YOUR GOAL
Return the lines below word for word, leaving out the pictures.

SUPPLIED INFORMATION
------------------------------------------------------------------------
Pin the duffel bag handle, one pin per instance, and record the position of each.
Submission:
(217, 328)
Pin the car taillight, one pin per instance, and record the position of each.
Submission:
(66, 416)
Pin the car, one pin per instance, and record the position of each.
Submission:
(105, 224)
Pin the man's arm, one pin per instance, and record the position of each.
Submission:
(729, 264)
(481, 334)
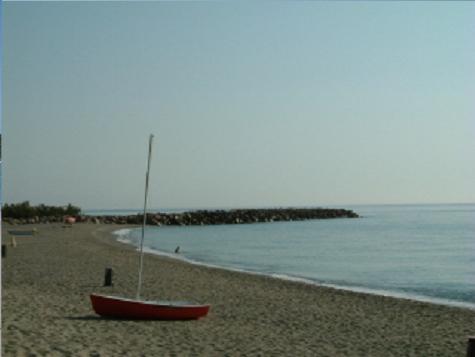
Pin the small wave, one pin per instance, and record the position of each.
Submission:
(124, 237)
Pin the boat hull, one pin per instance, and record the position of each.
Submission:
(117, 307)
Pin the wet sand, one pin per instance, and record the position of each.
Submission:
(47, 279)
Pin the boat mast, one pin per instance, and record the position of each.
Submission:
(139, 287)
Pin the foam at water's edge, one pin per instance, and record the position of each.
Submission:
(123, 235)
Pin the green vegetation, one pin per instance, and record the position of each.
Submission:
(24, 210)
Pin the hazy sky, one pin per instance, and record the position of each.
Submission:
(252, 104)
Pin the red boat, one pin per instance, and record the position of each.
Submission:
(118, 307)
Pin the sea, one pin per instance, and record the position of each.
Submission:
(418, 252)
------------------------------------------------------------------------
EXPECTED ANSWER
Pin the duffel bag handle, one pin per instance, and record the position of each.
Submission:
(217, 328)
Pin the car taillight, one pin per instance, and record the position of each.
Submission:
(66, 416)
Pin the car, one pin per instance, and record the position of each.
Submission:
(105, 224)
Pin the man's arm, one pin per instance, and record the position of each.
Submission:
(729, 264)
(481, 334)
Pin the small wave, one pin per instance, and record the position of each.
Submission:
(124, 237)
Pin the boat hull, one pin per instance, and record the position of each.
Submission:
(117, 307)
Pin the wet sand, one pin per instance, and record the position of each.
Submission:
(47, 279)
Pin the boat mast, one pin per instance, and record the position of each.
Submission:
(139, 287)
Pin the foam at water's edge, one pin per instance, and record the position of each.
Submission:
(123, 235)
Pin the green vegetation, one pin per instance, and record the position of each.
Submission:
(24, 210)
Pin the hazy sky, one pin per instance, and record the position of each.
Submission:
(252, 104)
Pin the red boat, one pin per instance, and record the position of each.
Submission:
(118, 307)
Pin the sea, one pin per instance, and record the position of each.
Submission:
(418, 252)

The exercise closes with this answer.